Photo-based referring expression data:
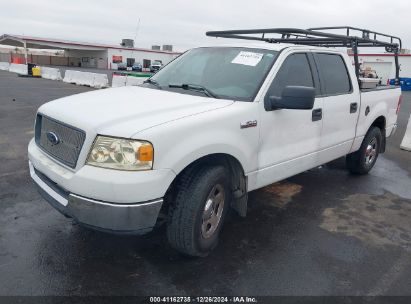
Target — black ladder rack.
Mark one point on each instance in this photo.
(320, 36)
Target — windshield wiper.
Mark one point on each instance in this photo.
(195, 87)
(153, 82)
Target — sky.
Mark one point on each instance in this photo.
(183, 23)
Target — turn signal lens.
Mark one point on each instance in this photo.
(145, 153)
(399, 104)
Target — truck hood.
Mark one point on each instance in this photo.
(125, 111)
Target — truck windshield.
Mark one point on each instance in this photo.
(227, 72)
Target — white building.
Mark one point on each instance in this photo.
(82, 54)
(384, 64)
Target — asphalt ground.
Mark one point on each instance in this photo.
(322, 232)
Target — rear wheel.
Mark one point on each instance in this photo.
(198, 212)
(363, 160)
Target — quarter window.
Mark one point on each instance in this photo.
(333, 73)
(295, 71)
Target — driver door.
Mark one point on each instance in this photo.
(290, 139)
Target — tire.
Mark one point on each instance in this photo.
(363, 160)
(199, 209)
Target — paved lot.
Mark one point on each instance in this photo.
(323, 232)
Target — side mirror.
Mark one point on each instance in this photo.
(293, 98)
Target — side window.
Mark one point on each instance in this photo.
(295, 71)
(334, 75)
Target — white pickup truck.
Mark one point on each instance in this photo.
(191, 142)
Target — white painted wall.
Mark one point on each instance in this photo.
(93, 59)
(139, 56)
(385, 65)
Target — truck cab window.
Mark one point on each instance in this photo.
(334, 75)
(295, 71)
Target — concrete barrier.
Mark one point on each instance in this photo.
(95, 80)
(50, 73)
(119, 80)
(100, 81)
(4, 66)
(18, 68)
(406, 142)
(135, 80)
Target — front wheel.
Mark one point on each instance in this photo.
(363, 160)
(197, 215)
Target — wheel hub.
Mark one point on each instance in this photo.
(371, 151)
(213, 211)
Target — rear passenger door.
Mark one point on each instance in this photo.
(290, 139)
(340, 108)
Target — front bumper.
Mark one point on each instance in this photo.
(138, 218)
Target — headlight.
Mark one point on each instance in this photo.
(121, 154)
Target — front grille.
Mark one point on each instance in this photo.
(70, 140)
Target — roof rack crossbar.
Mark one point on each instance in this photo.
(319, 36)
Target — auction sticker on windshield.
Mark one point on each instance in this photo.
(248, 58)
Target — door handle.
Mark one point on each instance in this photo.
(317, 114)
(353, 107)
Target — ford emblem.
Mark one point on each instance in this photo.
(53, 138)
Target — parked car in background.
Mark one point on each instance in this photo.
(137, 67)
(155, 67)
(121, 66)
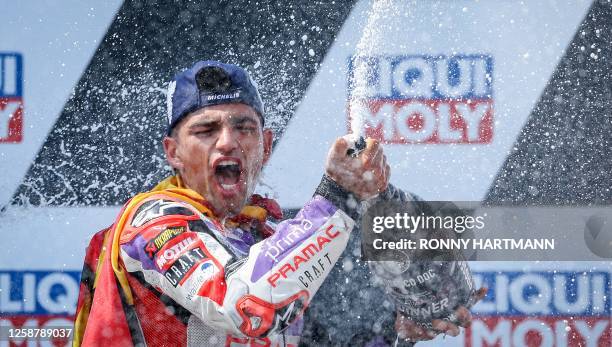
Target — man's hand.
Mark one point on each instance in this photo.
(409, 330)
(365, 175)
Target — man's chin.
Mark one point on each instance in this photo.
(229, 204)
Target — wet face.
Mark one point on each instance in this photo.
(219, 152)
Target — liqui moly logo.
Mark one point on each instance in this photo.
(425, 99)
(556, 308)
(11, 97)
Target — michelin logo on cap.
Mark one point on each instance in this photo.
(234, 95)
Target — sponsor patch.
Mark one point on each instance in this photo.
(184, 265)
(154, 245)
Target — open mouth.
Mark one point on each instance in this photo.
(228, 172)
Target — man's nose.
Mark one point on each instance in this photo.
(228, 141)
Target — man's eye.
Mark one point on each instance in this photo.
(204, 132)
(246, 128)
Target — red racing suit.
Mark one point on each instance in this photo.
(168, 272)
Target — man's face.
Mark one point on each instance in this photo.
(219, 152)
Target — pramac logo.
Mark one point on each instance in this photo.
(425, 99)
(11, 97)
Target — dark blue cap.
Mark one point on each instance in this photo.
(210, 83)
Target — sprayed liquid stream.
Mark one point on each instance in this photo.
(372, 33)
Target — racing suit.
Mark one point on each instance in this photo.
(168, 272)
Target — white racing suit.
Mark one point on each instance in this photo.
(235, 293)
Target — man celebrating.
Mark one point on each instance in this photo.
(195, 261)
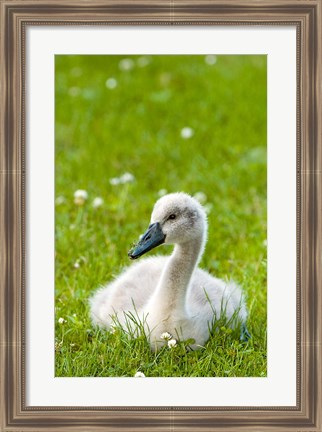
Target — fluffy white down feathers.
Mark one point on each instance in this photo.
(170, 294)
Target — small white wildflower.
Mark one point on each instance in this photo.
(162, 192)
(143, 61)
(127, 178)
(211, 59)
(201, 197)
(80, 196)
(126, 64)
(166, 336)
(172, 343)
(208, 208)
(115, 181)
(97, 202)
(186, 132)
(74, 91)
(111, 83)
(76, 71)
(60, 200)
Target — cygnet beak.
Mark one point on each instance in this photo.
(152, 238)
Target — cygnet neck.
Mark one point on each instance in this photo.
(176, 276)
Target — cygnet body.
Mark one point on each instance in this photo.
(170, 294)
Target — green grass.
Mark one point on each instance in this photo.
(135, 127)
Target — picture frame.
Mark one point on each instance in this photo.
(16, 16)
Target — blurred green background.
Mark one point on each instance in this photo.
(175, 123)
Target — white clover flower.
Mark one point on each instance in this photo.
(115, 181)
(162, 192)
(127, 178)
(74, 91)
(97, 202)
(60, 200)
(111, 83)
(186, 132)
(143, 61)
(126, 64)
(211, 59)
(208, 208)
(166, 336)
(76, 71)
(201, 197)
(172, 343)
(80, 196)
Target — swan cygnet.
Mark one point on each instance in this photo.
(171, 294)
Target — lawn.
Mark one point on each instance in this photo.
(174, 123)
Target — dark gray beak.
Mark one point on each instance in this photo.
(152, 238)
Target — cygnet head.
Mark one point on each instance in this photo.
(176, 218)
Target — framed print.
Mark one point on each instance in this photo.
(207, 116)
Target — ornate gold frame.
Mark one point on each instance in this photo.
(15, 17)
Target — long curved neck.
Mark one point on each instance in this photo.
(176, 276)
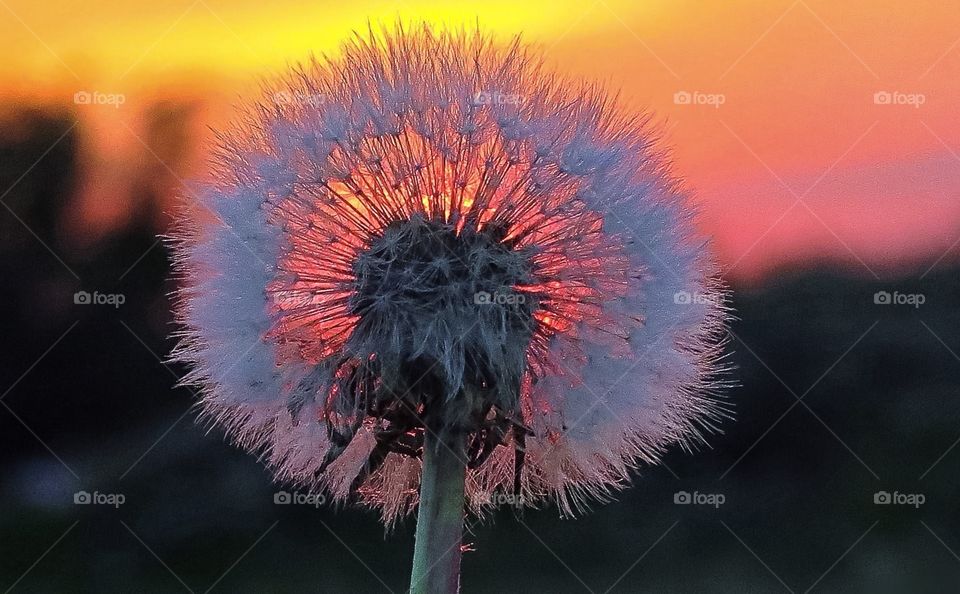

Task to carry out:
When the word "suit" occurs in a line above, list that line.

Reply to the exercise:
Target — red racing suit.
Target — racing suit.
Target — white racing suit.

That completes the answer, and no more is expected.